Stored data

┌──

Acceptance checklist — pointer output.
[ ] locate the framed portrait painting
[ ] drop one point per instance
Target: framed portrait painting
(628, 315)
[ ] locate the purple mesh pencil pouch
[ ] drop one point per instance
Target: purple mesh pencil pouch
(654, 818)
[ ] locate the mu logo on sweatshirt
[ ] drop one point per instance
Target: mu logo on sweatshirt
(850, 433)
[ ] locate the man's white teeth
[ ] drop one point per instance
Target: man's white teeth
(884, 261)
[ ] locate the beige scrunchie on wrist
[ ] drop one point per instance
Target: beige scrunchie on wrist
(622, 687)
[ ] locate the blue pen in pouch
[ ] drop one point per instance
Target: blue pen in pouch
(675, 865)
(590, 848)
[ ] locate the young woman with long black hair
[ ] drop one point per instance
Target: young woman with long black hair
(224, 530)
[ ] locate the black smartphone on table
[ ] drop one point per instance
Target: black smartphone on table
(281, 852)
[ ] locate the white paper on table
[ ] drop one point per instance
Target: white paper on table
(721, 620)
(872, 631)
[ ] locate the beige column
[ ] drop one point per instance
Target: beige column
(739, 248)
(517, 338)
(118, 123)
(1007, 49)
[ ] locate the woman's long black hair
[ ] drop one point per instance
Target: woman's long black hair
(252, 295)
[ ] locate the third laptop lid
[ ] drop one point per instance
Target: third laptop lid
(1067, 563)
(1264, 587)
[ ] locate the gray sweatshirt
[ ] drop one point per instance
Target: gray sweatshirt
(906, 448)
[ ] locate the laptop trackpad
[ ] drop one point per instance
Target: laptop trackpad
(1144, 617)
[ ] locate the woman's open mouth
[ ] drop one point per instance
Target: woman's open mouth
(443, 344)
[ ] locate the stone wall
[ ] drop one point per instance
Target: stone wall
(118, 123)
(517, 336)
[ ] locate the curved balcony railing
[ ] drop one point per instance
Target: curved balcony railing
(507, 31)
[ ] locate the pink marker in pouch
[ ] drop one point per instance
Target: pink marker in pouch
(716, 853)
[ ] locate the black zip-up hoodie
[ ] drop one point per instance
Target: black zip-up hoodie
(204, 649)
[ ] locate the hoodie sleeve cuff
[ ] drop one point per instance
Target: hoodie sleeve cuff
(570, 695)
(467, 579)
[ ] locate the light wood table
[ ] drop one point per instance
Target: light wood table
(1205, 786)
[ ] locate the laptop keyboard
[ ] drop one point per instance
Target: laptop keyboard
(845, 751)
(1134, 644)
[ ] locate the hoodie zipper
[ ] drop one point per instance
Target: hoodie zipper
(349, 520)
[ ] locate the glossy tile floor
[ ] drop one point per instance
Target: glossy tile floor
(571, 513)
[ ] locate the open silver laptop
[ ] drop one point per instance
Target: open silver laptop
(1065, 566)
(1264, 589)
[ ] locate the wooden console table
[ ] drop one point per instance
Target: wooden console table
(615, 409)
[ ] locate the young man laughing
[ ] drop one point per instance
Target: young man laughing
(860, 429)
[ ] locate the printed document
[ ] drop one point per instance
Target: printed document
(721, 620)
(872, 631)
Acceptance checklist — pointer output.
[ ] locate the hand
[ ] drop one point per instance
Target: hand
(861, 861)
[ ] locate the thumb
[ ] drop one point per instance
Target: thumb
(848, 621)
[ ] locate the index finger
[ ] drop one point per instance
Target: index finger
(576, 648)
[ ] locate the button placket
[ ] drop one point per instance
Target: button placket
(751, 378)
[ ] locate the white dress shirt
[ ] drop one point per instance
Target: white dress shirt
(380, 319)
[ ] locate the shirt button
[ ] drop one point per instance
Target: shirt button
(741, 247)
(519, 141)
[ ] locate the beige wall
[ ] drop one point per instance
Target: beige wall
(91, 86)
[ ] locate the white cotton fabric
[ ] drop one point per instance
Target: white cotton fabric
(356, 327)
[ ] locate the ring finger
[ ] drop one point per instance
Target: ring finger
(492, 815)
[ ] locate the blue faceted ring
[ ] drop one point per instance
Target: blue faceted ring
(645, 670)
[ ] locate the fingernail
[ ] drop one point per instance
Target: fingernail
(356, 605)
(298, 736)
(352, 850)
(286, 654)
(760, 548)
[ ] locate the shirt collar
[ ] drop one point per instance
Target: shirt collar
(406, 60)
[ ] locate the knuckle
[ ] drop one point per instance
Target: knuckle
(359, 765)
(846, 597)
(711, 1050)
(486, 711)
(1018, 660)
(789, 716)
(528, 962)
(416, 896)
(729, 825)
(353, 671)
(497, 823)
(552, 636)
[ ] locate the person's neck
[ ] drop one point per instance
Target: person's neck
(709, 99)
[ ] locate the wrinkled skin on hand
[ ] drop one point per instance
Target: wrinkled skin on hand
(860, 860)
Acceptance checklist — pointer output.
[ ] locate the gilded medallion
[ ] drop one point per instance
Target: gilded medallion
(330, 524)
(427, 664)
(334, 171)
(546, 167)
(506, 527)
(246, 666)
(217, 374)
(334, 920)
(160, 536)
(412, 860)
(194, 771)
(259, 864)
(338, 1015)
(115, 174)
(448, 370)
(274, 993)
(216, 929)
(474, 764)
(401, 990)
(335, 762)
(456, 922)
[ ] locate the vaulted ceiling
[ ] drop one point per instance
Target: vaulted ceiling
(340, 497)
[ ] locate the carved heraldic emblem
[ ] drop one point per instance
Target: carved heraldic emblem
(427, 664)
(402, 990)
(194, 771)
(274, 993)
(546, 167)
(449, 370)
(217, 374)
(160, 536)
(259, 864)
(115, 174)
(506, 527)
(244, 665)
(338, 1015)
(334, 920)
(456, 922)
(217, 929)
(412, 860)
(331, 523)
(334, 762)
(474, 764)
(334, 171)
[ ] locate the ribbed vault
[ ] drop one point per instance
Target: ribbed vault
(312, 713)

└──

What you have to do
Extract the full listing above without alteration.

Answer to the task
Acceptance checklist — pointer output.
[ ] locate the framed portrait painting
[ ] drop one point per instance
Target: framed portrait painting
(628, 315)
[ ] locate the purple mesh pencil pouch
[ ] drop one point per instance
Target: purple mesh pencil pouch
(654, 818)
[ ] locate the mu logo on sweatshirt
[ ] drop one point per instance
Target: mu logo on sweatshirt
(850, 433)
[ ] locate the man's white teeth
[ ] drop one point per instance
Target: man's white teeth
(884, 261)
[ ] locate the beige scrunchie on wrist
[ ] drop one point per instance
Target: beige scrunchie on wrist
(622, 687)
[ ] locate the blue pen in pouch
[ ] drop one point per instance
Target: blue pen in pouch
(675, 865)
(590, 848)
[ ] locate the young woman with long black hair
[ ] drop one point per instance
Target: young woman with long black hair
(224, 530)
[ ] locate the black smartphone on table
[ ] drop one point per instance
Target: black smartphone on table
(281, 852)
[ ] locate the white paper on table
[ ] drop one point per instance
Target: white paper on table
(721, 620)
(872, 631)
[ ] locate the beige column
[ ] drop one point per instance
Target: beige column
(739, 248)
(517, 338)
(118, 123)
(1007, 49)
[ ] locate the woman's long black hair
[ ] drop one point per instance
Target: woman's long black hair
(252, 295)
[ ] locate the third laptop lid
[ ] drop one point per instance
Target: third laptop lid
(1067, 563)
(1264, 587)
[ ] locate the gray sweatshirt
[ ] drop one point per instance
Target: gray sweatshirt
(906, 448)
[ ] locate the laptop trackpad
[ ] drop one point per instance
Target: laptop trackpad
(1144, 617)
[ ] locate the woman's open mouth
[ ] drop one point per instance
Target: woman's open mouth
(443, 344)
[ ] locate the stone wall
[ ] drop one point per instance
Target: stone wall
(118, 123)
(517, 336)
[ ] locate the curved balcony railing
[ ] drop one point per instance
Target: curved balcony railing
(507, 31)
[ ] locate the pink marker in pouch
[ ] drop one point per instance
Target: pink marker in pouch
(716, 853)
[ ] locate the black zip-up hoodie
[ ] drop one point per instance
Target: black zip-up hoodie
(204, 649)
[ ] locate the hoodie sleeve cuff
[ ] drop one point per instance
Target: hoodie sleeve cuff
(570, 695)
(467, 579)
[ ] locate the light wood table
[ ] drop one point per instance
Target: light wood table
(1205, 786)
[ ] locate the laptop keyboard
[ ] drop one point per instance
Target: laptop keyboard
(845, 751)
(1134, 644)
[ ] locate the hoodie zipper
[ ] drop one point per instance
Target: hoodie zipper
(349, 520)
[ ] locate the glossy tile floor
[ ] drop one point per instance
Target: glossy tile floor
(571, 513)
[ ] locate the open silver laptop
[ ] drop one point per instance
Target: open silver laptop
(1065, 566)
(1264, 589)
[ ] locate the wooden console table
[ ] drop one point per instance
Target: wooden console table
(615, 409)
[ ] locate the young man laughing
[ ] drop one point per instance
Target: young man laughing
(860, 429)
[ ] locate the printed document
[ ] drop one point per instance
Target: printed document
(721, 620)
(872, 631)
Acceptance checklist — pointer output.
[ ] locate the hand
[ ] drop one point per instance
Target: hand
(861, 861)
[ ] locate the thumb
[ ] drop one point per instance
Target: thumb
(848, 621)
[ ] locate the index finger
[ ] drop one point per instance
Target: index finger
(576, 648)
[ ] locate the button placket
[ ] drop one point per instance
Target: button placket
(751, 378)
[ ] locate the white dress shirt
[ ] drop one point per instance
Target: white dress shirt
(380, 319)
[ ] locate the shirt button
[ ] drop one point per instance
Target: shirt button
(741, 247)
(519, 141)
[ ] locate the beige wall
[ ] drop one point per instance
Target: beige wall
(91, 86)
[ ] locate the white cotton fabric
[ ] drop one point per instance
Target: white cotton fabric
(356, 327)
[ ] locate the ring finger
[ ] drop one point per instance
Target: ring finger
(492, 815)
[ ] locate the blue faceted ring
[ ] drop one point per instance
Target: blue faceted ring
(645, 670)
[ ] locate the fingernail
[ ] drop one point per instance
Target: fingernail
(356, 605)
(298, 736)
(352, 850)
(286, 654)
(760, 548)
[ ] locate the shirt collar
[ ] drop one point per instance
Target: shirt collar
(406, 60)
[ ] locate the knuckle
[ ] drop one point per instance
Target: knuckle
(359, 765)
(846, 597)
(711, 1050)
(486, 711)
(1018, 660)
(789, 716)
(528, 962)
(416, 896)
(729, 825)
(353, 671)
(497, 823)
(552, 636)
[ ] locate the person's neck
[ ] drop one point per instance
Target: person's neck
(709, 99)
[ ] locate the wrinkled skin on hand
[ ] drop one point per instance
Target: wrinkled skin on hand
(860, 860)
Acceptance checklist — pointer output.
[ ] locate the gilded medallion
[ ] drop one point per instance
Target: gilded medallion
(330, 524)
(427, 664)
(334, 171)
(546, 167)
(506, 527)
(246, 666)
(217, 374)
(334, 920)
(160, 536)
(412, 860)
(194, 771)
(259, 864)
(338, 1015)
(115, 174)
(448, 370)
(274, 993)
(216, 929)
(474, 764)
(401, 990)
(335, 762)
(456, 922)
[ ] locate the vaulted ceiling
[ ] drop one point per instance
Target: vaulted ceiling
(340, 497)
[ ] locate the carved heraldic emblem
[ ] drop one point per instance
Target: carved heraldic emblem
(427, 664)
(402, 990)
(194, 771)
(274, 993)
(546, 167)
(449, 370)
(217, 374)
(160, 536)
(259, 864)
(115, 174)
(506, 527)
(244, 665)
(338, 1015)
(334, 920)
(456, 922)
(217, 929)
(412, 860)
(331, 523)
(334, 762)
(474, 764)
(334, 171)
[ ] locate the ribbed vault
[ ] drop one point per instance
Target: ribbed vault
(312, 713)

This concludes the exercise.